START Source text

Subject: Socio-humanistic informatics
Course: Socio-humanistic informatics
ECTS credits: 3
Language: Croatian/English
Duration: 1 semester
Status: elective
Method of teaching: blended course
Prerequisite: no
Assessment: Complete set of weekly writing tasks, final paper
Course description: Socio-humanistic informatics includes the application of information and communication technologies in the social sciences and humanities, as well as text and language processing. Course topics include the following: advanced text formatting, text indexing, extractive summarization, regular expressions for extracting collocations and basic statistical text analysis.
Course objectives: Students need to understand the basic principles of text processing. They need to understand the concepts of text and language processing such as token, type, lemma, index terms, distribution of words, collocations, abstract and extract. Practical work includes weekly assignments during the semester. Students will learn how to apply the theoretical knowledge through a series of project-oriented and interrelated tasks that include creating and applying styles and templates in MS Word document, advanced find and replace using regular expressions, creating a frequency list of words, creating an index using MS Word, basic statistical text analysis using MS Excel and generating extract of the document.
Reading list:
Ignatow, G., & Mihalcea, R. (2017). Text mining: A Guidebook for the Social Sciences Thousand Oaks, CA: SAGE Publications, Inc doi: 10.4135/9781483399782 (odabrana poglavlja)

END Source text
START Data provided

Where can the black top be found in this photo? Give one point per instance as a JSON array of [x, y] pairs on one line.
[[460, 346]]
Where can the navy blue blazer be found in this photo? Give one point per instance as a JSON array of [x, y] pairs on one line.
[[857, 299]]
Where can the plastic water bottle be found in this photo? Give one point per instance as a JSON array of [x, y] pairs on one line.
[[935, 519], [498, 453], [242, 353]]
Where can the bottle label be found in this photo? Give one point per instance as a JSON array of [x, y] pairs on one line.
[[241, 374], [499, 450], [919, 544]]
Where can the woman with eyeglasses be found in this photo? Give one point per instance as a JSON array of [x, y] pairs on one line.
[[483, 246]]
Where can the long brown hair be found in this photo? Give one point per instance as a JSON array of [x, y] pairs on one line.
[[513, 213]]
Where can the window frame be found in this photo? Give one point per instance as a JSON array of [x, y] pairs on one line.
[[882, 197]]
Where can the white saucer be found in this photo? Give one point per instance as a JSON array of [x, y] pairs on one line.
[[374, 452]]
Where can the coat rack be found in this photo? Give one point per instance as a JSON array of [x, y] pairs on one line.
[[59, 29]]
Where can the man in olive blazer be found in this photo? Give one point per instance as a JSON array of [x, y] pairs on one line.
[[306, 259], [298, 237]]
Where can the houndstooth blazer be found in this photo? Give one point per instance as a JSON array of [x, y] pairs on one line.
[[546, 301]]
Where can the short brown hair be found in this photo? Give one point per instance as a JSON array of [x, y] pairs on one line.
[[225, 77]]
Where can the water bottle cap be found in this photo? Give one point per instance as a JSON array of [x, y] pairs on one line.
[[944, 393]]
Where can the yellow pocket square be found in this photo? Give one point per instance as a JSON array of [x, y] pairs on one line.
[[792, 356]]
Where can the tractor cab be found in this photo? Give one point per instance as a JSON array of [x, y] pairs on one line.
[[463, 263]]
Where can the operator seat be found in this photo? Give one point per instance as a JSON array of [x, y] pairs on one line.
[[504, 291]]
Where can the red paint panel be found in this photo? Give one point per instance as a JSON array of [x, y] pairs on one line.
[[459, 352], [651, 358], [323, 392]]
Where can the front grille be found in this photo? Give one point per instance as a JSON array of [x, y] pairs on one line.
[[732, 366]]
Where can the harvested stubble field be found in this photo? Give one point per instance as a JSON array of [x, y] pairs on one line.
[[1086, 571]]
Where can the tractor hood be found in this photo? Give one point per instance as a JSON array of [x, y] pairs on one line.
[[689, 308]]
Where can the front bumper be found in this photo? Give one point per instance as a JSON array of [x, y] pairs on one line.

END Data provided

## What you will do
1 > List the course topics named in the course page.
2 > Return the passage of the course page from "Subject: Socio-humanistic informatics" up to and including "statistical text analysis.", copied word for word.

## Answers to the exercises
1 >
- Advanced text formatting
- Text indexing
- Extractive summarization
- Regular expressions for extracting collocations
- Basic statistical text analysis

2 >
Subject: Socio-humanistic informatics
Course: Socio-humanistic informatics
ECTS credits: 3
Language: Croatian/English
Duration: 1 semester
Status: elective
Method of teaching: blended course
Prerequisite: no
Assessment: Complete set of weekly writing tasks, final paper
Course description: Socio-humanistic informatics includes the application of information and communication technologies in the social sciences and humanities, as well as text and language processing. Course topics include the following: advanced text formatting, text indexing, extractive summarization, regular expressions for extracting collocations and basic statistical text analysis.